▶ [The task]: Print every entry below again. Nothing may differ from the original.

[Stored data entries]
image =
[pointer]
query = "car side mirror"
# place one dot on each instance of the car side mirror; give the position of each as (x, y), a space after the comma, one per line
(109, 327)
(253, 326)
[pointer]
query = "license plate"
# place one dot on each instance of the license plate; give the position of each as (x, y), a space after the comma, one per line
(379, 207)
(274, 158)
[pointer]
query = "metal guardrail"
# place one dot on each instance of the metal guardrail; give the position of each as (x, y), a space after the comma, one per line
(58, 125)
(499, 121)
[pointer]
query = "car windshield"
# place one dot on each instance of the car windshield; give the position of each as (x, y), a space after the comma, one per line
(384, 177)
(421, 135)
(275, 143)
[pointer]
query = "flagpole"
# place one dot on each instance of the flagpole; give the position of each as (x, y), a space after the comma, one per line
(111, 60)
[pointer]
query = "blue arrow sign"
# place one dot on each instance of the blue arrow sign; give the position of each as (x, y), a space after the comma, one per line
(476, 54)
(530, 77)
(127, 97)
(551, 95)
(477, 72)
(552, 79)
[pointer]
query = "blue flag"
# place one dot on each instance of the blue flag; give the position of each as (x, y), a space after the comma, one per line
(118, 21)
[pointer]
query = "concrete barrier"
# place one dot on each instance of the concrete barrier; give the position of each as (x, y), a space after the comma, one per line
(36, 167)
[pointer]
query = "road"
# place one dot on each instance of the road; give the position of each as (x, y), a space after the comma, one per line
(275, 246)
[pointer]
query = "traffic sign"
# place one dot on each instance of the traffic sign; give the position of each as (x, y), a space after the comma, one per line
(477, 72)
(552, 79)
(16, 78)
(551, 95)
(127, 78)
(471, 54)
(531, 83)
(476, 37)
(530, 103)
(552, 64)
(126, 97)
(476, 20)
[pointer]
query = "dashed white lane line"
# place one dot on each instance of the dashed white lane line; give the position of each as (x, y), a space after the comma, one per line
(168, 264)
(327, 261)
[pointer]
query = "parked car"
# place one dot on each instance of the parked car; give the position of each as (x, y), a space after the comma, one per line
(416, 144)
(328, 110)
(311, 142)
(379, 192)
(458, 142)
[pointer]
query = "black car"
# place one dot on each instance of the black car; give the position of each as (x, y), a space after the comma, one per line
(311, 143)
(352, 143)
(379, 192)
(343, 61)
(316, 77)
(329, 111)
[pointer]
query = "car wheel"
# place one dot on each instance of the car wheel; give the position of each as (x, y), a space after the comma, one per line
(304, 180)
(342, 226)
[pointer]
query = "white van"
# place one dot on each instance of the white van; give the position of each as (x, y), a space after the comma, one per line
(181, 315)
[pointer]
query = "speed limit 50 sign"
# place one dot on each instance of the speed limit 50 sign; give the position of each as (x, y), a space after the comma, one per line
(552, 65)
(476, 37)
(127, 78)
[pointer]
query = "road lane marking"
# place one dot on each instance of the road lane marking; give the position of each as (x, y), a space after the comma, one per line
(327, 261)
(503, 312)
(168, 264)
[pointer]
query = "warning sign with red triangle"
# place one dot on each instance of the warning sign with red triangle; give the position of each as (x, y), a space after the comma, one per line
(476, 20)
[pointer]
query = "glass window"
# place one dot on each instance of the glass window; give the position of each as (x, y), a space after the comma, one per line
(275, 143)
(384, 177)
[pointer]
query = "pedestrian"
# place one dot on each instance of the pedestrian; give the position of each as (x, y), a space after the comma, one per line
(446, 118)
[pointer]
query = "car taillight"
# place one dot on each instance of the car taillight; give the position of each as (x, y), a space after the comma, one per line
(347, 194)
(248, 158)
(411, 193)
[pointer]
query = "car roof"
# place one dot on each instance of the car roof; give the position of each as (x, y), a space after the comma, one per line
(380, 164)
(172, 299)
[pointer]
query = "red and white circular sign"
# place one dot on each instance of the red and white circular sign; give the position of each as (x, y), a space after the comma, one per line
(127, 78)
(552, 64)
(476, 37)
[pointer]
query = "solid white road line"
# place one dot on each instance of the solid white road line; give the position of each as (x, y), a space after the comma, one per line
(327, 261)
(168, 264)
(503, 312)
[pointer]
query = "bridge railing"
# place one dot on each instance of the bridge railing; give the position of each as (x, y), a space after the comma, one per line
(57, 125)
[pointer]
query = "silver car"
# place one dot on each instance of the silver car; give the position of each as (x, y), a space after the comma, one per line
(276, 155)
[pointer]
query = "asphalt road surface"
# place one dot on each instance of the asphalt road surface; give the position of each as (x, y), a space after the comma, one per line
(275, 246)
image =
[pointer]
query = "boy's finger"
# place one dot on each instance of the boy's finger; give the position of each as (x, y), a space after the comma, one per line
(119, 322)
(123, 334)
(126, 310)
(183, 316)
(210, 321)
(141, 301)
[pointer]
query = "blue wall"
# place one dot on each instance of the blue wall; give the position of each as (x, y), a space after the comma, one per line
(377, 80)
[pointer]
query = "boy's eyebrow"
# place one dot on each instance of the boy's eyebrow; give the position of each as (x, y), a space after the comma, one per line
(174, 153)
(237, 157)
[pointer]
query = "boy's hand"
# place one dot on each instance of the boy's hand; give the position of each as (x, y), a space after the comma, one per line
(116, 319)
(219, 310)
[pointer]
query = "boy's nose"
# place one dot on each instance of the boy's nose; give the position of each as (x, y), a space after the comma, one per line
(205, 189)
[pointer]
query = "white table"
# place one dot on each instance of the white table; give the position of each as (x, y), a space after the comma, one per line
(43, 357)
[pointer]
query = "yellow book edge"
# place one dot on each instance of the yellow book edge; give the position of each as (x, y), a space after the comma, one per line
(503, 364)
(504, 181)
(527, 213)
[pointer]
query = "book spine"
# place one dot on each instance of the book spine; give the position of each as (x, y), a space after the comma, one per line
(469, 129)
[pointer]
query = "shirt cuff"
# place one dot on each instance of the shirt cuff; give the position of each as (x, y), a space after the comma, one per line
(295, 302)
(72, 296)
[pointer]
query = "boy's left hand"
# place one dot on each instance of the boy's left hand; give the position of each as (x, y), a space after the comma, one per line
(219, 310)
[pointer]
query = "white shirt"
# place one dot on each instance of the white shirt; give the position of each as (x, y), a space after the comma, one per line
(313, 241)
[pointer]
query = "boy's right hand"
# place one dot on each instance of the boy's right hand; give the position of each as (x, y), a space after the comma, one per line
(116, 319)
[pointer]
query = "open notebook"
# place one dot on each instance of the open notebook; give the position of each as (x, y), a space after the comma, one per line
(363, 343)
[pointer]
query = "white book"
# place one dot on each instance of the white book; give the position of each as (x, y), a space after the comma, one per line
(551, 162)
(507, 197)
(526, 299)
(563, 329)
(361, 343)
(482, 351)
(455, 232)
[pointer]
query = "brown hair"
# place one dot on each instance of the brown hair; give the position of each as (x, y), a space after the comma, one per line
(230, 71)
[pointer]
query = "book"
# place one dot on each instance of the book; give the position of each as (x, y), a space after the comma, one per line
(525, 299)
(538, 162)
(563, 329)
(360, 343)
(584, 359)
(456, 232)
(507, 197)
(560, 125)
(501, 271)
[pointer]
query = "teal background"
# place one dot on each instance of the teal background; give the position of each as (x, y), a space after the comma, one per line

▶ [Result for this exercise]:
image =
[pointer]
query = "car side mirror"
# place one dot on each instance of the car side mirror; give the position of each as (x, y), a space after the comma, one per line
(109, 327)
(253, 326)
[pointer]
query = "license plate"
# place one dot on each instance of the license plate; give the position of each as (x, y), a space after the comma, one per line
(379, 207)
(274, 158)
[pointer]
query = "metal guardrail"
# place one dot on each instance of the metal guardrail; give the position of each as (x, y), a space after the comma, one per line
(58, 125)
(499, 121)
[pointer]
query = "car windshield"
# place one dot on each instance of the car windshield; give the position of each as (x, y), a space after the comma, one per line
(384, 177)
(421, 135)
(275, 143)
[pointer]
query = "flagpole"
# place one dot on each instance of the flagpole; give the position of each as (x, y), a space after the comma, one per line
(111, 60)
[pointer]
query = "blue arrow sign"
# place one dot on each instance of the blue arrow sign; give the position of each as (x, y), a space after the comma, one per line
(476, 54)
(530, 77)
(127, 97)
(551, 95)
(477, 72)
(552, 79)
[pointer]
query = "blue flag"
# place one dot on each instance of the blue flag; give the position of each as (x, y), a space after the comma, one per line
(118, 21)
[pointer]
query = "concrete barrier"
# place one dot on each instance of the concrete barrier; give the position of each as (x, y), a space after the comma, one per line
(36, 167)
[pointer]
query = "road"
# place one dot on each instance of the road; give the position of each as (x, y), a space after the comma, one per line
(275, 246)
[pointer]
query = "traffic sign"
# place one dot on each instance of the traffic sign; give the position of each as (x, y), a space after the comma, one per line
(477, 72)
(552, 79)
(16, 78)
(551, 95)
(127, 78)
(471, 54)
(531, 83)
(476, 37)
(530, 103)
(552, 64)
(126, 97)
(476, 20)
[pointer]
query = "dashed white lane line"
# place one dot on each instance of the dashed white lane line; give the position of each as (x, y), a space after the comma, one per line
(168, 264)
(327, 261)
[pointer]
query = "parked car"
# place one dot on each instance of the parked car; give the position of each as (x, y), a space after the comma, one per line
(416, 144)
(328, 110)
(311, 142)
(379, 192)
(458, 142)
[pointer]
query = "black car"
# place one dot on each instance of the black car; give the position of each as (x, y), a space after the comma, one per line
(311, 143)
(352, 143)
(379, 192)
(343, 61)
(316, 77)
(329, 111)
[pointer]
query = "car wheel"
# place one dot on each instance of the car wheel; give the position of each as (x, y), a space after the comma, one per line
(304, 180)
(342, 226)
[pointer]
query = "white van"
# place one dot on each instance of the white van; give the position of each as (x, y), a space after the comma, one per line
(181, 315)
[pointer]
query = "speed limit 50 sign"
# place one dot on each instance of the speed limit 50 sign; give the position of each as (x, y), a space after the comma, one per line
(552, 65)
(476, 37)
(127, 78)
[pointer]
query = "road lane marking"
# place one dot on each instance of the road lane marking; give the position of each as (x, y), a space after the comma, one per line
(327, 261)
(503, 312)
(168, 264)
[pointer]
query = "warning sign with red triangle"
# place one dot on each instance of the warning sign with red triangle; give the position of each as (x, y), a space after the comma, one per line
(476, 20)
[pointer]
query = "glass window"
# place one dot on each instance of the glass window; give the position of each as (x, y), a space after the comma, one per line
(275, 143)
(384, 177)
[pointer]
query = "pedestrian"
# place one dot on each instance of the pedestrian; give the position of each as (x, y), a space after the comma, one per line
(446, 118)
[pointer]
query = "car taillight"
# place one dot on each instance of the car taillight; give the position of each as (x, y), a space after the comma, one per line
(347, 194)
(248, 158)
(411, 193)
[pointer]
query = "car roof"
# place one dot on each instance of the car roof; give the position of each as (x, y), a space after the comma, one per line
(380, 164)
(172, 299)
[pointer]
query = "red and white circular sign"
# place one dot on each instance of the red and white circular sign; give the position of each as (x, y), a space after the comma, one per line
(127, 78)
(552, 64)
(476, 37)
[pointer]
query = "solid white road line"
# place one dot on each instance of the solid white road line; give the position of each as (x, y), a space after the comma, one per line
(327, 261)
(168, 264)
(503, 312)
[pointer]
query = "bridge railing"
# place one dot on each instance of the bridge railing; give the position of each as (x, y), a space after the comma, one per line
(57, 125)
[pointer]
query = "silver car"
# place one dot on each instance of the silver car; give the position of each as (x, y), a space after the comma, one per line
(276, 155)
[pointer]
query = "asphalt road surface"
# place one dot on each instance of the asphalt road surface; give the position of each as (x, y), a space after the comma, one per line
(275, 246)
image =
[pointer]
query = "boy's finger"
# place one dot on each instance of the boy's finger; give the position of each as (x, y), a space after the comma, one per line
(119, 322)
(123, 334)
(126, 310)
(183, 316)
(210, 321)
(141, 301)
[pointer]
query = "blue wall"
# place one dot on each instance of the blue wall; give the position of each as (x, y), a space after the comma, one per line
(377, 80)
[pointer]
query = "boy's eyebrow"
# place one dot on each instance of the boy's eyebrow; give the position of each as (x, y), a space after the comma, one per line
(174, 153)
(237, 157)
[pointer]
query = "boy's hand"
# place one dot on each instance of the boy's hand; give the position of each as (x, y), a space after the comma, one per line
(116, 319)
(219, 310)
[pointer]
query = "boy's nose"
# place one dot on each instance of the boy's nose; give the position of each as (x, y), a space after the comma, one per line
(205, 189)
[pointer]
query = "white table"
# place one dot on each instance of the white table; give the position of each as (x, y), a space after the comma, one per line
(43, 357)
[pointer]
query = "yellow book edge"
# place one dot on each instance of the yellow book edge; give the position of each as (x, y), a space after the comma, one per line
(503, 364)
(504, 181)
(527, 213)
[pointer]
query = "book spine"
# place one dot on each instance of the book spine; give the position of each as (x, y), a space after the comma, one per line
(469, 129)
[pointer]
query = "shirt cuff"
# place one dot on each instance of the shirt cuff; give the position of each as (x, y), a space after the comma, one per line
(295, 302)
(72, 296)
[pointer]
query = "boy's left hand"
# place one dot on each instance of the boy's left hand; give the position of each as (x, y), a space after the comma, one per line
(219, 310)
[pointer]
query = "white shirt"
# place one dot on each instance of the white shirt; give the position of each as (x, y), a space after the comma, one per line
(313, 241)
[pointer]
query = "boy's right hand"
# place one dot on each instance of the boy's right hand; give the position of each as (x, y), a space after the comma, one per line
(116, 319)
[pointer]
query = "open notebook"
# place one dot on each instance of the open notebook; give the position of each as (x, y), a space after the comma, one per line
(363, 343)
[pointer]
query = "white book"
# place one dot on each instance of the white book; give the position of each as (x, y), a space after the comma, one per line
(551, 162)
(507, 197)
(526, 299)
(563, 329)
(361, 343)
(482, 351)
(455, 232)
[pointer]
query = "brown hair"
# place one dot on each instance of the brown hair; give the position of each as (x, y), a space after the comma, one per line
(230, 71)
[pointer]
query = "book"
# place one dot on each instance of the book; give the position of each as (x, y), a space after the comma, one per line
(525, 299)
(538, 162)
(563, 329)
(360, 343)
(584, 359)
(456, 232)
(507, 197)
(560, 125)
(501, 271)
[pointer]
query = "teal background"
# place one dot on each instance of the teal background; give the position of each as (x, y), a space after the comma, one per line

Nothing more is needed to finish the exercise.